• [SELECTED EXCERPT]
........
I left my job four years ago to figure out this IF stuff, and to catch up on all of the other things in life I had been missing due to being a workaholic. Thoughts of what kind of parent I wanted to be had changed my perspective on what I wanted from my career. And also what I didn't want; a massively stressful and demanding job. I also no longer wanted the reward of a job well done; a promotion that promised more of each of those things, as well as a relocation to a new city. So, after long discussions with D, I left on a one year sabbatical. I left thinking I would take the year, get our IF problems mostly figured out and then go back. Or find something else that I could jump into. It was an all or nothing solution to our IF problem, and to my career problem.
Four years later, life happened including helping my sister recover from a massive illness. I permanently left my job. And now, I'm really feeling the strain of this strategy. The distraction and joy that comes from a fulfilling career is not a part of my life.
I'm realizing that I do have a part time job, it is managing our IF. In September, we did a frozen embryo transfer cycle. I counted that I spent over 50 hours that month driving to appointments, going to appointments, and researching IF related things, etc. I'm grateful for the opportunity to have taken this time off, and I really feel for a lot of the women who write on their blogs and resolve.org talking about how hard it is to manage IF with their careers. Lately however, I think that my new job is a lot worse than my old one. It is becoming very depressing. I've got nothing to show for all of my work. Except a lot less money in the bank.
I don't want my old job and I don't want my new one either. Until I can figure this all out, I remain, as I currently think of myself, a stay at home mom without any kids.
Friday, 5 October 2012
5 years
Five years is what I'm thinking about today. Five years of dealing with IF has changed me, my friendships and my marriage.
Some good things have happened in my marriage because of IF. There's no doubt. D and I have grown stronger, learned a lot more about each other and what it means to support each other through something really hard. We have dealt with the repeated loss and grief associated with infertility and we're still standing...together. It has been difficult, and there have been fights and silence too. But I think we are much stronger together because of IF.
It's sad to me that many mornings, D asks me how I'm feeling right away. He can see my mood before I've even had a chance to really notice it. He knows that some days I wake up in a cloak of sadness or anxiety. Nothing may have changed from the day before, but somedays this burden feels heavier. I'm sad that D has to see me like this and sad that I have to feel like this.
In my friendships, I've learned to be more comfortable around someone else's grief. I've learned to not judge another's choices when they are grieving or in difficult situations. Because, honestly you don't know how you'll react until you get there. It has also made me more guarded in my friendships. I no longer am as easy going about what I do and when I do it. I'm cautious now, thinking about things like what fertility related news I may have just received, and whether I'll want to go to that gathering with a million kids. I like to plan my "baby hangovers", (the fall out I feel after spending time with beautiful families) carefully.
Five years in, I not only think of the changes in my relationships. I think about how IF has affected me. I used to think that "everything happens for a reason", now I simply don't. I think things are random and unexplainable. I don't think God controls everything, and this is scary and relieving all at the same time. IF has robbed me of feeling hope the way I used to. It's robbed me of feeling like you just have to work hard enough to get what you want.
........
• [MATERIAL SUPPLIED]
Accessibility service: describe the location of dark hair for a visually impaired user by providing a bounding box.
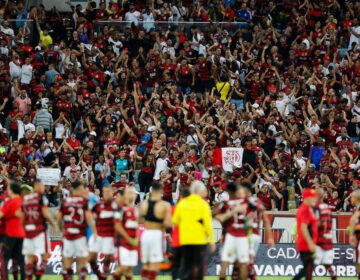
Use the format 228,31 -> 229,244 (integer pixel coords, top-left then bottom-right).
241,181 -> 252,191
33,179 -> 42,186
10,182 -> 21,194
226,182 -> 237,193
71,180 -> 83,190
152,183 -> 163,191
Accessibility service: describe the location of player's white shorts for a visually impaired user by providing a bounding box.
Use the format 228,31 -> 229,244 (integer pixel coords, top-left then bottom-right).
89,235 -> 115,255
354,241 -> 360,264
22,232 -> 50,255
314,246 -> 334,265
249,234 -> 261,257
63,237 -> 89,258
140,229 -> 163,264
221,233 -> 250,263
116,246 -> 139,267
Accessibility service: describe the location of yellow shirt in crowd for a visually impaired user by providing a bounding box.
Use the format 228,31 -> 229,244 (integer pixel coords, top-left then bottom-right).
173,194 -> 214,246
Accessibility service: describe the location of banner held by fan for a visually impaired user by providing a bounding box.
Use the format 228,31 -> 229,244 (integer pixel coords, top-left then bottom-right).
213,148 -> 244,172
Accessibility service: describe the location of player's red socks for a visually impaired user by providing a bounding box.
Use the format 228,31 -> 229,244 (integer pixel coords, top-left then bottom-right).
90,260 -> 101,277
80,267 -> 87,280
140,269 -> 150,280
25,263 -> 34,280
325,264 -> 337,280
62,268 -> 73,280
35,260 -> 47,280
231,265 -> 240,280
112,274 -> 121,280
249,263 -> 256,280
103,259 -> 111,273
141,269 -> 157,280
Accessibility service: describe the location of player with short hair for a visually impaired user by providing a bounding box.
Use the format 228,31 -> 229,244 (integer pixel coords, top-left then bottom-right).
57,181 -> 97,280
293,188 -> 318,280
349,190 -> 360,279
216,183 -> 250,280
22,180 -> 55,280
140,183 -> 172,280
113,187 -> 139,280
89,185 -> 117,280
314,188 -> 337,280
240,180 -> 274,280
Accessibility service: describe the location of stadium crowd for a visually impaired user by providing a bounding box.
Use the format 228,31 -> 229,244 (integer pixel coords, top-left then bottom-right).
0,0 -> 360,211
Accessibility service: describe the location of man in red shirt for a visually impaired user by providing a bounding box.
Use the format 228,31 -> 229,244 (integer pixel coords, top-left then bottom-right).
........
• [REQUIRED ACTION 1] Revise the stretch of the infertility blog post from "Friday, 5 October" through "and my marriage.", putting "relationship" in place of "marriage".
• [REQUIRED ACTION 2] According to the infertility blog post, how many hours did the writer spend on IF-related driving, appointments and research during the September frozen embryo transfer cycle?
Draw only on the infertility blog post when responding.

• [ANSWER AREA 1]
Friday, 5 October 2012
5 years
Five years is what I'm thinking about today. Five years of dealing with IF has changed me, my friendships and my relationship.

• [ANSWER AREA 2] Over 50 hours.